---------- DATA SHOWN
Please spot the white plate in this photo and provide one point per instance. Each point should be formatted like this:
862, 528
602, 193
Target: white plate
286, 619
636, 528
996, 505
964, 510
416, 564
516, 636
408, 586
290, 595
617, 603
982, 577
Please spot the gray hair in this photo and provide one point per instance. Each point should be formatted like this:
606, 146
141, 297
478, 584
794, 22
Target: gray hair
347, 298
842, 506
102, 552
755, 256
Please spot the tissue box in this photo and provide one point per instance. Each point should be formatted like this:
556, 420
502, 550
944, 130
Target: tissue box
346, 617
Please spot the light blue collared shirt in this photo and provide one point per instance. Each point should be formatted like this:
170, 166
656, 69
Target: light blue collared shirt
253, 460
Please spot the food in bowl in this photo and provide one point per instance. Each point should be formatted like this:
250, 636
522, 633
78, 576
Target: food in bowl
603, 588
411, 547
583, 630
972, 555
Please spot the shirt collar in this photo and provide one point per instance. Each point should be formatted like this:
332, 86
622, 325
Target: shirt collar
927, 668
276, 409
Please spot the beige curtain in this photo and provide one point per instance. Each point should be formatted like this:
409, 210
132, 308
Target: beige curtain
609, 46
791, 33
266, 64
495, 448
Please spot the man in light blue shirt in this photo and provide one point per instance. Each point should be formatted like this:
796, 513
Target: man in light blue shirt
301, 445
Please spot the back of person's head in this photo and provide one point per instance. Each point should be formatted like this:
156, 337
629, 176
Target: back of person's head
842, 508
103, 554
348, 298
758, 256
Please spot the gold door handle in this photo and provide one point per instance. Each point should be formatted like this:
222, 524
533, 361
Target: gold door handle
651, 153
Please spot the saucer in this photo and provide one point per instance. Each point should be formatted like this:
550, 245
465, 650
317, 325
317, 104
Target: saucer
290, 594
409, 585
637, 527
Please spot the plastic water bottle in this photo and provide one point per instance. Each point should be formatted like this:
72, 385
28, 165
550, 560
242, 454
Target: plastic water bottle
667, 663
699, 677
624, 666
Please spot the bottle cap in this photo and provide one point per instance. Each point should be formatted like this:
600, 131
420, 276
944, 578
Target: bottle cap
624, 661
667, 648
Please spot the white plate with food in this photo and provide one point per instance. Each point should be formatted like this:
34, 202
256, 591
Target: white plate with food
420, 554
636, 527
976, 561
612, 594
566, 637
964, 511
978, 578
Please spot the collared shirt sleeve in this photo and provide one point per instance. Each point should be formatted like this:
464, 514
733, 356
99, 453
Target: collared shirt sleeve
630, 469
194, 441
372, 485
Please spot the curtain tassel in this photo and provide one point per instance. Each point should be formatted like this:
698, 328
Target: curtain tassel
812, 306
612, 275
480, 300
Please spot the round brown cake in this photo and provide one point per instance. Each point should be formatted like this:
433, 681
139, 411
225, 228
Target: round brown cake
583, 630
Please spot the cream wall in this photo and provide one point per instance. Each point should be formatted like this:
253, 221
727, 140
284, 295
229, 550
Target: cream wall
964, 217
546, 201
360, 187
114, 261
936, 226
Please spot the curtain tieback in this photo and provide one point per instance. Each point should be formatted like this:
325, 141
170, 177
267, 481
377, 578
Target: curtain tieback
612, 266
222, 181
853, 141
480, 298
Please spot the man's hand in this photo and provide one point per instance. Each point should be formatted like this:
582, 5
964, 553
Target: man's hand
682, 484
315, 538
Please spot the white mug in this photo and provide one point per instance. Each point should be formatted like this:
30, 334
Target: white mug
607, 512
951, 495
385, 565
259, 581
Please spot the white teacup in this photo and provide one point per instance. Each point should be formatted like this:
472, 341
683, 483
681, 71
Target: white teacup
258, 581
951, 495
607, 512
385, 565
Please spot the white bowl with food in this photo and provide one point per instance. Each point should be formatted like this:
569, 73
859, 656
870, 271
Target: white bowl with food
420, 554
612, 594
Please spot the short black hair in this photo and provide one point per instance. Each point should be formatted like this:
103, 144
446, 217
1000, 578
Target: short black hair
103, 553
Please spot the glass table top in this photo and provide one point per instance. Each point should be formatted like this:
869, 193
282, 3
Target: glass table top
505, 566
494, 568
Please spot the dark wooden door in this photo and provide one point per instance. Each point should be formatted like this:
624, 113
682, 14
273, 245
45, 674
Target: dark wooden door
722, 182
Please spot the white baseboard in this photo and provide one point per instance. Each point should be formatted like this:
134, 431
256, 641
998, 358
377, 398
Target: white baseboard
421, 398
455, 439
--------------------
> _PROBLEM TO WORK ON_
Without changing a word, restate the whole listing.

> _RESPONSE TO THIS EXERCISE_
Please spot the white plate in this photo and provide one point per instance. Each point should be formatted like this:
862, 528
602, 193
Target: white plate
286, 619
636, 528
996, 505
964, 510
416, 564
516, 636
408, 586
290, 595
617, 603
982, 577
Please spot the gray hair in this photo and provide one point per instance. Each point should be formatted like this:
606, 146
141, 297
478, 584
794, 22
Target: gray hair
347, 298
842, 506
102, 552
755, 256
Please spot the tissue box in this photo and provide one point per instance. Each point should be formatted like this:
556, 420
502, 550
944, 130
Target: tissue box
346, 617
Please spot the light blue collared shirt in this photo and provide one point per instance. Each point should be formatted like this:
170, 166
656, 69
Target: light blue collared shirt
253, 460
Please spot the food in bowl in this photo and provide one point per instance. Each point should be formatted like this:
250, 636
522, 633
78, 576
Target: food in bowl
603, 588
411, 547
583, 630
972, 555
Please spot the shirt collar in this photo and provide one point per instance. Each point should be formatted like this:
332, 86
622, 325
Target: shirt collar
927, 668
276, 409
Please spot the beige curtain in this photo and provide one point per instance. Each point should be formatted like this:
409, 210
132, 308
Target: beige curtain
609, 46
791, 33
266, 64
495, 448
Please spot the man in light blue shirt in this photo and provide one point per instance. Each point should be formatted like this:
796, 513
Target: man in light blue shirt
301, 445
Please spot the back of person's head in this photo and provide one point per instance. Each point should be formatted like this:
156, 337
629, 176
Target: back of person's head
842, 508
103, 554
348, 298
758, 256
Please spot the gold door handle in this photo and provide one point per instance. Each point should be formatted like this:
222, 524
533, 361
Target: gold door handle
651, 153
Please spot the saucer in this photo and provide one point per instance. Each point should be formatted like this:
550, 245
465, 650
317, 325
317, 104
Target: saucer
290, 594
409, 585
637, 527
Please spot the plastic water bottle in this photo and provide one point per instance. Each point should be formatted like this:
72, 385
28, 165
550, 560
242, 454
Target: plastic water bottle
667, 663
699, 677
624, 666
Please spot the bottle cap in this photo and provide one point per instance. Each point should be formatted like this:
600, 131
420, 276
944, 578
Target: bottle cap
624, 661
667, 648
Please spot the white plate with food in this photo and provide one point per instance. Each point should be formatted like this:
34, 202
256, 591
Target: white plate with food
420, 554
636, 527
976, 561
612, 594
566, 637
964, 511
978, 578
Please spot the collared shirt sleeve in this photo and provide one point per instance. Each point should be formatted like this:
464, 514
733, 356
99, 453
Target: collared shirt sleeve
630, 469
194, 441
372, 485
Please spot the curtain tassel in this photo and provide one point per instance. Each point should be formatted like this:
698, 328
Target: curtain tassel
812, 306
612, 275
480, 300
Please spot the round brown cake in this photo and provide one point per instance. Each point should be formatted like this:
433, 681
139, 411
225, 228
Target: round brown cake
583, 630
Please spot the cream wall in this photo and provide one point per instance. Each point should be formatted like this:
253, 221
727, 140
284, 295
229, 550
Target: cream wall
964, 217
546, 201
360, 187
114, 261
936, 226
Please spot the curtain tieback in this photo and provide one point per instance. Each point should be formatted like this:
325, 141
170, 177
267, 481
377, 578
Target: curtain tieback
612, 266
222, 181
853, 141
480, 298
Please spot the man's hand in this photo and provide one point per instance. Each point should be formatted like this:
582, 5
964, 553
Target: man's hand
682, 484
315, 538
Please spot the white mug in this photo and provide one point per instance. Each point should be formatted like this:
30, 334
Target: white mug
607, 512
951, 495
385, 565
259, 581
Please spot the white teacup in this photo and provide one point per instance. Each point should be formatted like this:
472, 341
683, 483
681, 71
Target: white teacup
258, 581
951, 495
607, 512
385, 565
Please spot the white bowl with food in this photo and provide one point per instance. Each point should be formatted like this:
569, 73
859, 656
870, 271
Target: white bowl with food
420, 554
612, 594
Please spot the short black hair in this photo and provide one point per instance. Each point should be formatted like this:
103, 144
446, 217
1000, 578
Target: short black hair
103, 553
Please spot the glass table top in this photo and provide one point per instance. Each point should be formatted like this:
869, 193
282, 3
Target: glass table top
505, 566
494, 568
Please spot the dark wooden door in this photo and provide one point per instance. Each point should be formatted like this:
624, 113
682, 14
273, 245
45, 674
Target: dark wooden door
722, 182
Please spot the white baseboard in this photo and provide one point per instance. Each point should be formatted like this:
134, 431
256, 641
998, 358
377, 398
Target: white baseboard
421, 398
455, 439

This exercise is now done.